__SUPPLIED PASSAGE__.
==================================================

With most good companies you will get some times where there's a lot of work and stress, but then times when it's relatively lax and easy going, with most of the time being in-between. The problems come when every single week is crunch time and that's the sign of a bad company.

Comment Re:correction (Score 1) 197

I see people who do O(n^3) problems quite a lot. They don't necessarily intend that, but there's an O(n) library function that gets called in a loop, and that gets called in a loop, and the programmer never gets around to figuring out why things are so slow. I have seen some people realize why it's slow, but they refuse to fix it because they refuse to write a routine if a library routine does the same thing (I've seen someone argue vehemently that STL's maps were proven to be the most efficient they could ever be, as if I were speaking heresy when suggesting alternatives).

Comment Re:Ivy League = theroy loaded classes with skill g (Score 1) 197

Some people want to box things up into compartments. Sure it's useful to know Roman History, but that's for other people they think. So they learned Java and know nothing else but that, and leave the repeating history thing to politicians. They leave the theory to the mysterious people who write Java frameworks and runtime (possibly they're wizards), they leave the optimization of their programs to the customer who's job it is to buy a faster computer every year.

This isn't just about preparing someone to be a leader; plenty of people are happy being followers. However people do need to be prepared to know when a leader is worth following, ability to point out when a leader is wrong, whether that leader is the POTUS or a CEO or a manager.

Comment Re:Ivy League = theroy loaded classes with skill g (Score 1) 197

Disagree. This theory is MORE important than the particular skills. Because that fad language you learn today may be ignored in 5 years, or 10, or 20. But the theory still works. We have hundreds of thousands of code monkeys who write crappy code but very few who write good code. There is no CS class I've taken that has turned out to be pointless; and I took every one of them except databases and VLSI (and those two are useful also).

Even if some class is pointless as far as skills; the whole point of university is to LEARN and those classes are good at teaching you to learn and forcing your to think. Whereas learning how to use some new framework or language teaches you very little. Teaching you to do a job is not the point of a university education. You can go to a trade school for that, learn how to program at the junior college in half the time. The university is training people for life, for adaptability and versatility, to make someone well rounded instead of just a code monkey.

==================================================

__EXERCISE 1__.
In the programming comments, which two CS classes did the writer skip?
__EXERCISE 2__.
Pick up the programming comments after their last sentence and continue them.

==================================================

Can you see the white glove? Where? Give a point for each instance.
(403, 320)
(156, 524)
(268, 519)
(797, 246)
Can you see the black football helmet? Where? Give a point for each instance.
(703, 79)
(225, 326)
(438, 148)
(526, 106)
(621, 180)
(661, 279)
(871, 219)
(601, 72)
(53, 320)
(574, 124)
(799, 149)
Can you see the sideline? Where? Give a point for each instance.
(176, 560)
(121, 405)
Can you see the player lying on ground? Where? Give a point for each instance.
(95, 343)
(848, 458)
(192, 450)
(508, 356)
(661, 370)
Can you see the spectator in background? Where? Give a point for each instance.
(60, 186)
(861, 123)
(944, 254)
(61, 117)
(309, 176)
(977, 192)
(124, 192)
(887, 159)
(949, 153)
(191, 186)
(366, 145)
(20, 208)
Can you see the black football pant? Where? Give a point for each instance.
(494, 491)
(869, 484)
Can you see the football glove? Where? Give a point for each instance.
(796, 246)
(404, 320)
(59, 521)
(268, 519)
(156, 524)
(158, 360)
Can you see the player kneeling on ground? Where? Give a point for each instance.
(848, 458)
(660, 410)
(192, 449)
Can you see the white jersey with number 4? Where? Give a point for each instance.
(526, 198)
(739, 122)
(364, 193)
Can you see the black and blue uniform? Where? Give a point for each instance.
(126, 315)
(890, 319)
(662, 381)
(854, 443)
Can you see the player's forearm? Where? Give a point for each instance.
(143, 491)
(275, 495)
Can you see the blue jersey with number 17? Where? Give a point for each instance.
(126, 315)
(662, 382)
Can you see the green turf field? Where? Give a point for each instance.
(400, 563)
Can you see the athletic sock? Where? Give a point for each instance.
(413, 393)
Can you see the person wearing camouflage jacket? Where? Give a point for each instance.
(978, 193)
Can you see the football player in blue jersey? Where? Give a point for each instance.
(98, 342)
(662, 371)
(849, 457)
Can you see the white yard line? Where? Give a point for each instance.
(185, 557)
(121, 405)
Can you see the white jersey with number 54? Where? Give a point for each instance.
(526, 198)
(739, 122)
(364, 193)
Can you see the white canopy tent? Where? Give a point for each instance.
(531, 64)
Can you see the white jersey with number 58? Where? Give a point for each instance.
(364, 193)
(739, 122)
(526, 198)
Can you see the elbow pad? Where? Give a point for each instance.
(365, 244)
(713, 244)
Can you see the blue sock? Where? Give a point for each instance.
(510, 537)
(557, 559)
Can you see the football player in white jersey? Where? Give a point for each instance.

==================================================

__ANSWER AREA 1__.
Databases and VLSI.

__ANSWER AREA 2__.
Attempting to learn the minimum necessary is the same as attempting to be ignorant.

Comment Re:one simple question (Score 1) 417

As the earlier story had posters indicate, there are valid reasons for doing this. A root CA is not always about spying. It is likely part of some proxy software they had or some other application. Of course the IT people didn't know about it, this is just a small school where the IT people are installing external software without running it through a lengthy investigation first.

Comment Re:If I were him (Score 1) 182

I overcame cancer by keeping the dream alive that one day I would win an olympic gold medal in a sport you've never heard of, in a city I've never heard of. When that dream failed to come true (apparently you need athletic talent) I invented bitcoin instead and used my dentist's name on the paper.

Comment Re:I loathe PowerPoint because... (Score 1) 181

Often the audience gets the slides to read on their own later, as reference. The audience should, in a good presentation, be listening and not reading. I have put up a big list of status codes which I didn't expect everyone to read right there, but I knew that people were going to ask "where can I get a list of these?" (which they actually asked about 2 sides earlier). Elsewhere it was about one slide per new feature, some were a bit complicated but all explained if anyone was listening, but if they weren't listening all the information was there to look at later.